====== SELECTED EXCERPT

Nord Stream sabotage: Germany has brought charges against the Ukrainian Serhiy Kuznetsov
He was charged under several sections:
- complicity in a war crime — an attack on civilian targets;
- organising an explosion using explosive substances;
- destruction of structures;
- obstructing the operations of enterprises providing for public needs.
German prosecutors allege that Kuznetsov, together with other military personnel and on the instructions of Ukrainian state authorities, devised a plan to destroy the ‘Nord Stream 1’ and ‘Nord Stream 2’, which run along the seabed of the Baltic Sea to Lubmin in Germany.
“The aim was to permanently halt gas supplies via these pipelines and prevent Russia from using revenue from natural gas trade to finance its war,” the text states.
According to prosecutors, a group was formed for this purpose, comprising several professional divers, a skipper and an explosives expert. The group was led by Sergei Kuznetsov.
According to the investigation, on 4 September 2022, Kuznetsov entered Germany via Poland using a forged Ukrainian passport. Shortly afterwards, law enforcement officials say, he and other members of the group boarded a sailing yacht. The yacht had previously been chartered through intermediaries from a German company in Rostock, using forged documents.

============
====== RAW DATA

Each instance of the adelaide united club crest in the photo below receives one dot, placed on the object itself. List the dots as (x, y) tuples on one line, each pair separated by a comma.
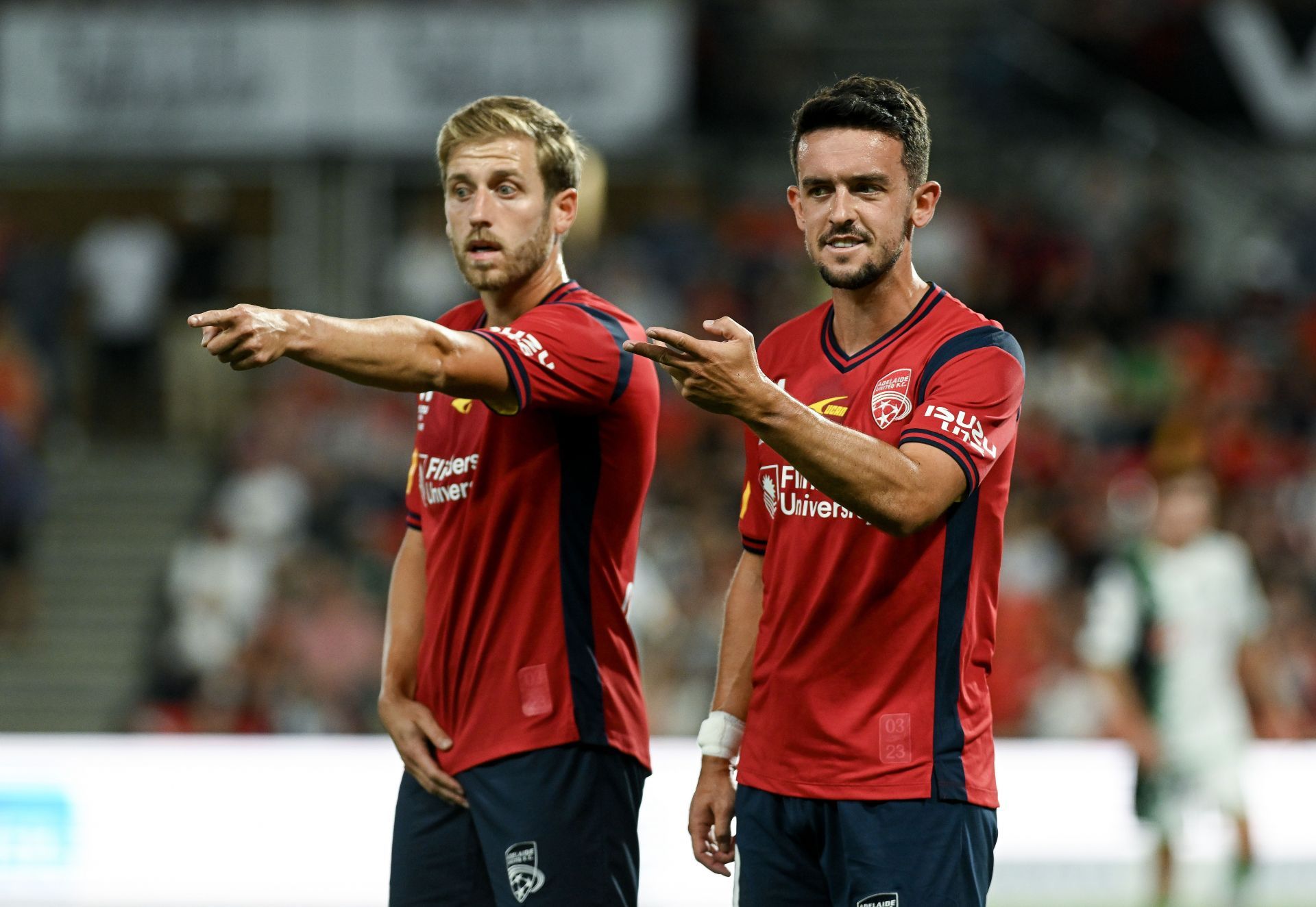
[(891, 397)]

============

# ACTIVITIES:
**1.** In the text on the Nord Stream charges, how did Kuznetsov enter Germany on 4 September 2022?
**2.** Condense the paragraph of the Nord Stream text that begins "According to the investigation" into a short list that keeps its main facts.

# OUTPUTS IN ORDER:
**1.** He entered via Poland using a forged Ukrainian passport.

**2.**
- On 4 September 2022, Kuznetsov entered Germany via Poland with a forged Ukrainian passport.
- Soon after, he and other group members boarded a sailing yacht.
- The yacht had been chartered earlier from a German company in Rostock through intermediaries, using forged documents.